**INPUT:**
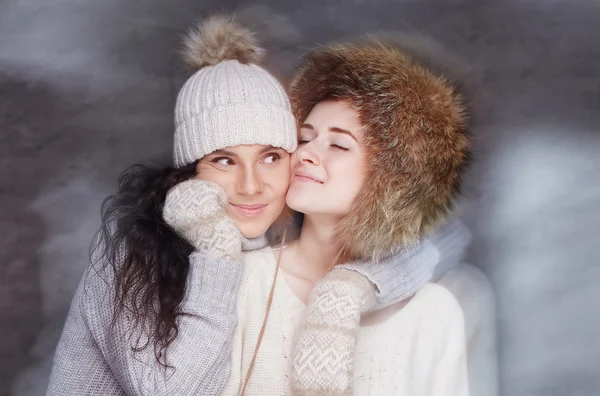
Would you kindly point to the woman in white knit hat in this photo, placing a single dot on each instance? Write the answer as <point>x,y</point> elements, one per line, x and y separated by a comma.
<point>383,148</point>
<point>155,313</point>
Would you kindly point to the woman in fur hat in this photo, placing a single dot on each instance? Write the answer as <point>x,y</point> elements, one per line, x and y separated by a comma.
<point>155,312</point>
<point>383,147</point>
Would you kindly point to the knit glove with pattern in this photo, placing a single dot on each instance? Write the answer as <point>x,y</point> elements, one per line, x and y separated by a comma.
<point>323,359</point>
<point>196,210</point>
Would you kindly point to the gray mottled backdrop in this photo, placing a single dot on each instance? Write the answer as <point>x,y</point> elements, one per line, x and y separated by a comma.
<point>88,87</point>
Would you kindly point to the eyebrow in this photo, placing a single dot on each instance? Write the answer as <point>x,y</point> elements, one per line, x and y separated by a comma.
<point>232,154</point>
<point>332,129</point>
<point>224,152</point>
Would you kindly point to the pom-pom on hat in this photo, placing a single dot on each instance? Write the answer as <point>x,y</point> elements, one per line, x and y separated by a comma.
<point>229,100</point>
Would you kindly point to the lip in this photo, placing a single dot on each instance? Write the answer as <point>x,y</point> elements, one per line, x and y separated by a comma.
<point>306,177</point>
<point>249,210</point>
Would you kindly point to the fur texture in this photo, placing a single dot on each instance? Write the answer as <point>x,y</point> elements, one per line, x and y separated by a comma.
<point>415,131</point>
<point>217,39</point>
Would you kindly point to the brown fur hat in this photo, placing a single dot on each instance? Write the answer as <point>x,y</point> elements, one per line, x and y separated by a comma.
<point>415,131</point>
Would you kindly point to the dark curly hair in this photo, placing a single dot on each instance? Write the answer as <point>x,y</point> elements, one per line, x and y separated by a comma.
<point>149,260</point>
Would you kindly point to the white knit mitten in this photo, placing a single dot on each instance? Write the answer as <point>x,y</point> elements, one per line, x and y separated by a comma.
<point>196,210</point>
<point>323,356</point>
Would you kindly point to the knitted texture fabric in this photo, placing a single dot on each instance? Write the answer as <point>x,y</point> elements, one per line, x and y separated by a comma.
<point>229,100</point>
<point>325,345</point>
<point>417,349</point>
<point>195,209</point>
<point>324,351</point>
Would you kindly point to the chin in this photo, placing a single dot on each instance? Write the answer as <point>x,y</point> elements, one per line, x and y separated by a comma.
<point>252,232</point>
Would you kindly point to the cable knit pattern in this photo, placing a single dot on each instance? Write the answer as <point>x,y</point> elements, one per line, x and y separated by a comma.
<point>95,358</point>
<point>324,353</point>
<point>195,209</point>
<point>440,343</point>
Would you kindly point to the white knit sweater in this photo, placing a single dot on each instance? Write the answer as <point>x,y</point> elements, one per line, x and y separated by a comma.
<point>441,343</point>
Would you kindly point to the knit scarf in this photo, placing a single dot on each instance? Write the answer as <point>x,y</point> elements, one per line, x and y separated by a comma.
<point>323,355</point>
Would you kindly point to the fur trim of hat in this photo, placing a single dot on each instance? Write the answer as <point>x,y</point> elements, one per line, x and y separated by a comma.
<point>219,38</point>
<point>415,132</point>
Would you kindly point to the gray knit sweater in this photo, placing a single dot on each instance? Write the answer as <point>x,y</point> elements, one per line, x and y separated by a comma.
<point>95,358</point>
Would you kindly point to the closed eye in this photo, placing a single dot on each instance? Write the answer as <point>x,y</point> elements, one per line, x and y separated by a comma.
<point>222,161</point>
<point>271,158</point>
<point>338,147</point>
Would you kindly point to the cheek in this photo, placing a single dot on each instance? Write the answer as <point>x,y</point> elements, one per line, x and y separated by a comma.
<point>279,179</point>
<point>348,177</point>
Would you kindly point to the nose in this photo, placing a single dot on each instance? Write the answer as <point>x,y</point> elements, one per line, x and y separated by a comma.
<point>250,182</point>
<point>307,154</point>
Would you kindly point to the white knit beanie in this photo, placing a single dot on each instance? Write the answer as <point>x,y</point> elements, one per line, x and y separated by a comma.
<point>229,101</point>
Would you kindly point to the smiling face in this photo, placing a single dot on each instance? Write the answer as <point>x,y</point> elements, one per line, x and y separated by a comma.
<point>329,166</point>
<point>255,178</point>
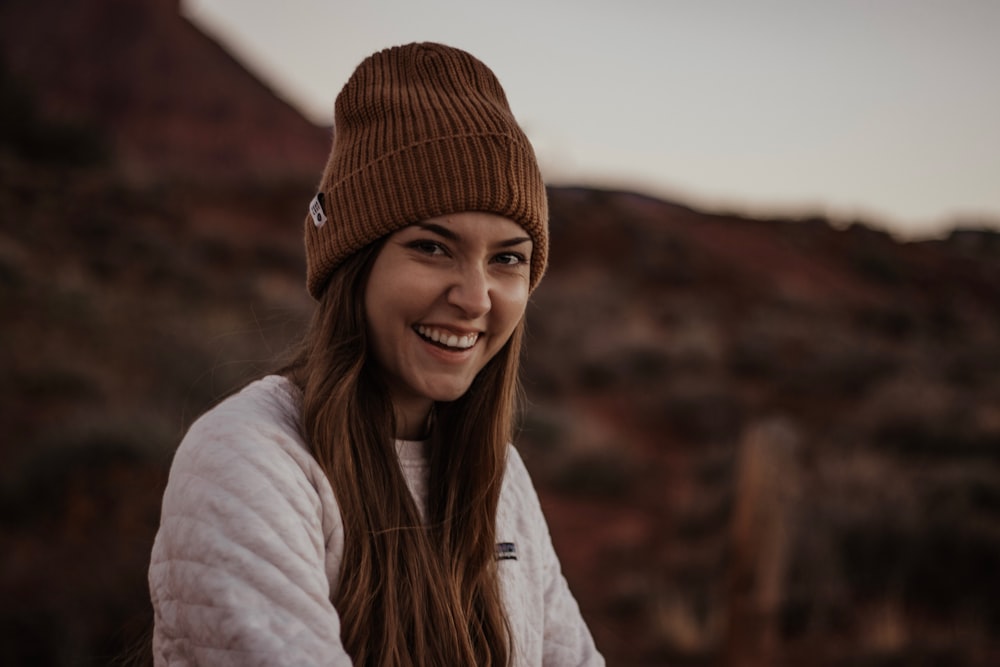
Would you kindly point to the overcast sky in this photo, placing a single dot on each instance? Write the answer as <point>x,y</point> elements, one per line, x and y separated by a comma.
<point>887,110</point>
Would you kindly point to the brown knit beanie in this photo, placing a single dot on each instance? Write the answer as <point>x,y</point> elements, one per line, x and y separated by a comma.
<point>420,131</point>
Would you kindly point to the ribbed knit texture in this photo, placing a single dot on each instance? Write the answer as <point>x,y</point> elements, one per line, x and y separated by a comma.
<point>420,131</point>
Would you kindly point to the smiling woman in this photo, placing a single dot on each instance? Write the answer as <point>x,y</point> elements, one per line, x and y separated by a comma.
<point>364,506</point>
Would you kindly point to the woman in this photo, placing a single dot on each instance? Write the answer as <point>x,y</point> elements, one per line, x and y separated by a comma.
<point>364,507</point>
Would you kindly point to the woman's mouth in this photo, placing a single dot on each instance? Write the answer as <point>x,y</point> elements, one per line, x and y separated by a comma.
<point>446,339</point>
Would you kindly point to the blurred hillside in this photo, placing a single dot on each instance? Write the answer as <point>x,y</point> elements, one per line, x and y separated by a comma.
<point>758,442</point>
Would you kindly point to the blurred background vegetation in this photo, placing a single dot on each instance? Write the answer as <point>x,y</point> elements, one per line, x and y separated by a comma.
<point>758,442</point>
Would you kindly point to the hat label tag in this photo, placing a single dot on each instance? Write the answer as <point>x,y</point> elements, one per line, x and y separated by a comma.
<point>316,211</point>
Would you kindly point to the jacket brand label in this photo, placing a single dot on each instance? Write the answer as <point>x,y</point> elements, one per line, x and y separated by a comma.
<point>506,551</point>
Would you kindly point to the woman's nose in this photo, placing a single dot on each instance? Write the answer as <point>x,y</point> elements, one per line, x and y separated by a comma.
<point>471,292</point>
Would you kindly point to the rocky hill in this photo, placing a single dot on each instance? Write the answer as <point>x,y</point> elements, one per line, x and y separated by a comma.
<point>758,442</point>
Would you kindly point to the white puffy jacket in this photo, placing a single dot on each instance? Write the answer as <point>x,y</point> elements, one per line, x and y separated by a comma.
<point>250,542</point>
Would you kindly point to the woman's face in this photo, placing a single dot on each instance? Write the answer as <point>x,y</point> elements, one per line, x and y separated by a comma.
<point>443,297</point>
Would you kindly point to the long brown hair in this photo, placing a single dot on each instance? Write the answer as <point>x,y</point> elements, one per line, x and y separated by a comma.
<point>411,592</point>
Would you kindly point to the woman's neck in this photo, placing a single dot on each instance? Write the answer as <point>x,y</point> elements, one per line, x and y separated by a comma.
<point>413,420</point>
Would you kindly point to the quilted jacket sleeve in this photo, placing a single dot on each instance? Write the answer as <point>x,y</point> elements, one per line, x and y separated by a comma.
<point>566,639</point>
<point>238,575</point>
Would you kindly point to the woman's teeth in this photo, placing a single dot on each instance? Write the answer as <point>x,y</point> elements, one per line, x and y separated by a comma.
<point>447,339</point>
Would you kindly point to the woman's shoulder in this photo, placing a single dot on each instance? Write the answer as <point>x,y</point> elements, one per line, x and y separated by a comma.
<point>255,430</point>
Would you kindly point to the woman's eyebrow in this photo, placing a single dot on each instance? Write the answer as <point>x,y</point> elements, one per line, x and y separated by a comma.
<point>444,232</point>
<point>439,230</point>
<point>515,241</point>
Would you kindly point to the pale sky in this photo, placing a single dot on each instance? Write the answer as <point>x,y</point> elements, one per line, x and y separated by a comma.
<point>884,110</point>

...

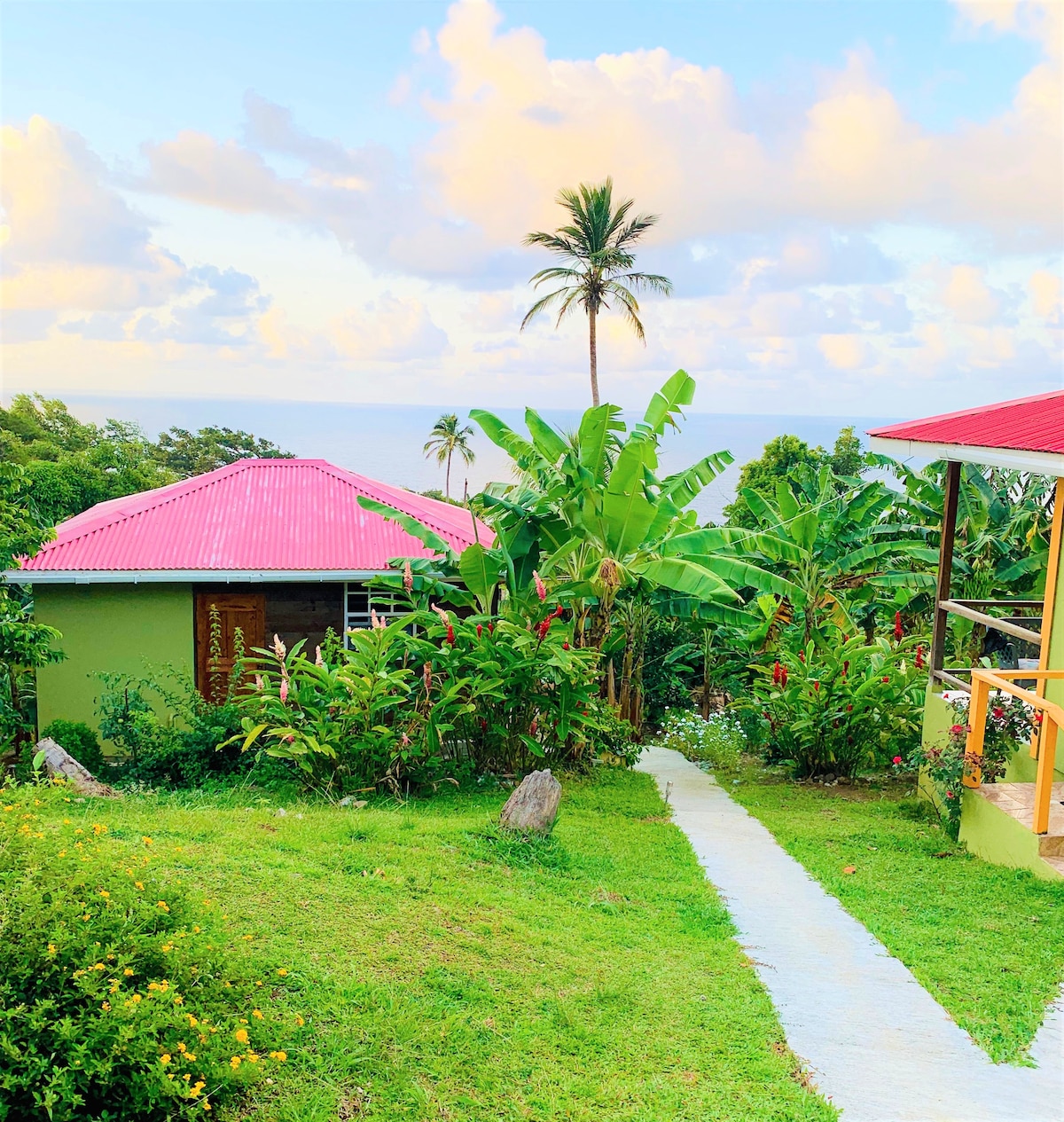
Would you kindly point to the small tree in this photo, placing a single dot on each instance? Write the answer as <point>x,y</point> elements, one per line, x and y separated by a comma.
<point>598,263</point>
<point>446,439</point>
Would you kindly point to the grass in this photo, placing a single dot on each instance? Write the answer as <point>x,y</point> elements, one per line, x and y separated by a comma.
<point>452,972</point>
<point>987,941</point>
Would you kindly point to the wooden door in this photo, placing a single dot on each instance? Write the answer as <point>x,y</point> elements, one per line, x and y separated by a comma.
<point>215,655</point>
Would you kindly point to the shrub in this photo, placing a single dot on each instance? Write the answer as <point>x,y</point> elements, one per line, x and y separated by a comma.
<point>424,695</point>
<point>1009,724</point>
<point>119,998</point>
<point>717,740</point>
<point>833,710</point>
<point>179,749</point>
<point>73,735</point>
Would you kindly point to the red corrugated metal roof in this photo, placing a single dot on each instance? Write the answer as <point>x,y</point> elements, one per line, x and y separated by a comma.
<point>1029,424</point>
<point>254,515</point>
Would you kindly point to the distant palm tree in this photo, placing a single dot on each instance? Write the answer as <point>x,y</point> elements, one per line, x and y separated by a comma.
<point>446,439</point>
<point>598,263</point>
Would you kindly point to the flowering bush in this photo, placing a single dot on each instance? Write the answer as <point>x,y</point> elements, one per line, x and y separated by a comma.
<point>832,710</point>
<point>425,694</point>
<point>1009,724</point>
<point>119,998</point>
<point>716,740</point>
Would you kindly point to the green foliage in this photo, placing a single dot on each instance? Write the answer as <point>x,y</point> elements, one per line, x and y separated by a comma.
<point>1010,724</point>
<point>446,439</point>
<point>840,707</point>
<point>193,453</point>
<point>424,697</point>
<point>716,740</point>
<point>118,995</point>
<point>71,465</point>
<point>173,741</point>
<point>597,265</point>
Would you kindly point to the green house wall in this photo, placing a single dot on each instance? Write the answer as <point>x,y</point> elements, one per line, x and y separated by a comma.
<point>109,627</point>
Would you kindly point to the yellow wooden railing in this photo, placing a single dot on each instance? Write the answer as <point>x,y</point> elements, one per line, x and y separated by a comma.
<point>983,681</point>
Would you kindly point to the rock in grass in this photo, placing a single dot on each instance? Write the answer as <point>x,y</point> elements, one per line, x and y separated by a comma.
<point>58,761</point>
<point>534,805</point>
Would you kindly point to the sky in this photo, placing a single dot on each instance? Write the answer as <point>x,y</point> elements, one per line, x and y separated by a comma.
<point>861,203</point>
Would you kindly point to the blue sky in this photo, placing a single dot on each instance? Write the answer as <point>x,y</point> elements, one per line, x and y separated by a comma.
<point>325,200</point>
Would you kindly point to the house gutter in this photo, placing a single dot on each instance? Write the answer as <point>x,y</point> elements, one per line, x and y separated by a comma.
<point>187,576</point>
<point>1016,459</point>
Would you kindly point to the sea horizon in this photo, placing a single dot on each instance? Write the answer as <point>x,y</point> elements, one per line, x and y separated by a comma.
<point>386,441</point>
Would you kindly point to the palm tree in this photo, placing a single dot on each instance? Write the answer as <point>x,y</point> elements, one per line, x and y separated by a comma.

* * *

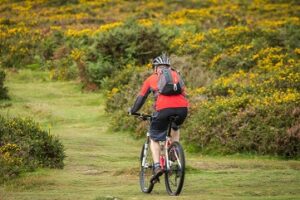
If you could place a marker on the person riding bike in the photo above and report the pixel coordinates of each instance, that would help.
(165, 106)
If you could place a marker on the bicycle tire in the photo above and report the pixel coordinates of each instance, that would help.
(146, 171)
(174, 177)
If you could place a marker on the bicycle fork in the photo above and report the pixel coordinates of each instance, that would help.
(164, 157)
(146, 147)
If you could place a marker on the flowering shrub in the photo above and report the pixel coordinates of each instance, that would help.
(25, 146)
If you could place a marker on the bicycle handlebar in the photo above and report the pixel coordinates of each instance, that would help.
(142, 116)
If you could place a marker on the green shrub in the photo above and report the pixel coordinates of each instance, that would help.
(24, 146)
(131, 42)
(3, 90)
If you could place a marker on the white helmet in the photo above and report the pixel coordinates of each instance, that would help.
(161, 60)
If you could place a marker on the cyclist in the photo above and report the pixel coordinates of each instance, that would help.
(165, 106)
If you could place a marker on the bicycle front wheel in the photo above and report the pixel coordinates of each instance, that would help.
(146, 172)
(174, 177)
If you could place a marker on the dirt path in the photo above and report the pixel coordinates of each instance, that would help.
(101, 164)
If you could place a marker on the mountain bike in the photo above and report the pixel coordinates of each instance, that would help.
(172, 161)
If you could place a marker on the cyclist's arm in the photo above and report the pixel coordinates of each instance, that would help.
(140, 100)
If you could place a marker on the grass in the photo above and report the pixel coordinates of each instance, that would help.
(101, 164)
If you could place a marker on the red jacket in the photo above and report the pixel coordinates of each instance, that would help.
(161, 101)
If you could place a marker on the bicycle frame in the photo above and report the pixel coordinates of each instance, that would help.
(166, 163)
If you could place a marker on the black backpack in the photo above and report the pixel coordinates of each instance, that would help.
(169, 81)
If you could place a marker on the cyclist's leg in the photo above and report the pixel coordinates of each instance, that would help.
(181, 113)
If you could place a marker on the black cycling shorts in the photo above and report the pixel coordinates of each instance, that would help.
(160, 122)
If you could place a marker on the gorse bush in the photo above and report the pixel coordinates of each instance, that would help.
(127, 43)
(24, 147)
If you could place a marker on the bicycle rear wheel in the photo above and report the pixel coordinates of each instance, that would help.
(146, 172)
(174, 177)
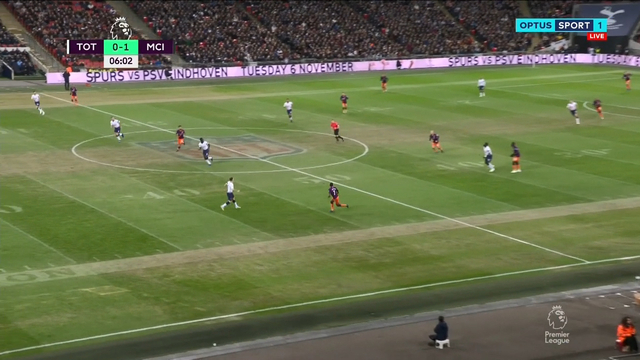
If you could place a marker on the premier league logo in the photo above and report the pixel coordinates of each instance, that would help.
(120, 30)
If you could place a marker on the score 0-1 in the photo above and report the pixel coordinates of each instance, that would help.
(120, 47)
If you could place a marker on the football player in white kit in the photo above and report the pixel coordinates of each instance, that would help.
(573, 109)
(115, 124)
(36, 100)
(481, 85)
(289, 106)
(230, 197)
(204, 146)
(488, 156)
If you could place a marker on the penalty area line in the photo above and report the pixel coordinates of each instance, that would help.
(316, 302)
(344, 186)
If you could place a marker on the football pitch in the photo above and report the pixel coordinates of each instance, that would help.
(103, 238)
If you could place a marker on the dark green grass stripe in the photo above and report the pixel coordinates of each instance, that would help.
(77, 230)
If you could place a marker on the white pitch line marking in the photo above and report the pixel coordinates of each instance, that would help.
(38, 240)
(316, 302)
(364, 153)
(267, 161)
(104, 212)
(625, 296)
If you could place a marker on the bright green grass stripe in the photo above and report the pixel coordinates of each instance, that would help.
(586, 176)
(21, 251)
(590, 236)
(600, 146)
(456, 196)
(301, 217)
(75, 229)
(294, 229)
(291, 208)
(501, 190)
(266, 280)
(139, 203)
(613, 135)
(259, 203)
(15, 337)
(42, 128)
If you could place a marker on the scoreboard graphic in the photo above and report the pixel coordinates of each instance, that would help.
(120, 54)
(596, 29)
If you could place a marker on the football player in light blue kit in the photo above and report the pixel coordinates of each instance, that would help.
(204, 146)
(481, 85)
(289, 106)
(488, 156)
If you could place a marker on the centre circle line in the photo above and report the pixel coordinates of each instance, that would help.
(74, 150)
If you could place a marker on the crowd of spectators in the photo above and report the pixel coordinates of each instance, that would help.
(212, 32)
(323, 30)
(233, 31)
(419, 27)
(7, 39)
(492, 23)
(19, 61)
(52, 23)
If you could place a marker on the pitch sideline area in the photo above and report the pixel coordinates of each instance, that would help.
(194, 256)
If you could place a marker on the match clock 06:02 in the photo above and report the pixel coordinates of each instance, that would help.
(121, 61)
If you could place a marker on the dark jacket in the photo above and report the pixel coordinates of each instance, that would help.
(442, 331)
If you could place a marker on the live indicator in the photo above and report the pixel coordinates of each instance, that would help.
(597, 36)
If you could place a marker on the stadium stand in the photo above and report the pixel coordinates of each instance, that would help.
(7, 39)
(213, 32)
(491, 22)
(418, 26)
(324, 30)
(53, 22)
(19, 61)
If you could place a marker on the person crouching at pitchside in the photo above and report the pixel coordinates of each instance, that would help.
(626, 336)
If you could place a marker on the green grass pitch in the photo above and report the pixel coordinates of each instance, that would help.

**WHAT NEEDS TO BE DONE:** Out of the listing above, reproduce exactly the lines from the one with "If you could place a marker on the stadium" up to and including the one with "If you could place a marker on the green grass".

**EXPECTED OUTPUT:**
If you could place a marker on the stadium stand in the photo above and report the pixel coordinates of each instance, that would help.
(7, 39)
(213, 32)
(491, 22)
(418, 26)
(324, 30)
(53, 22)
(19, 61)
If you could place a marker on the person crouching at pitchside in the photo above and report the pixel coordinates of each instance, that would help.
(626, 336)
If you could place a marker on the green grass pitch in the photo above and report the pixel coordinates of each instance, that would help.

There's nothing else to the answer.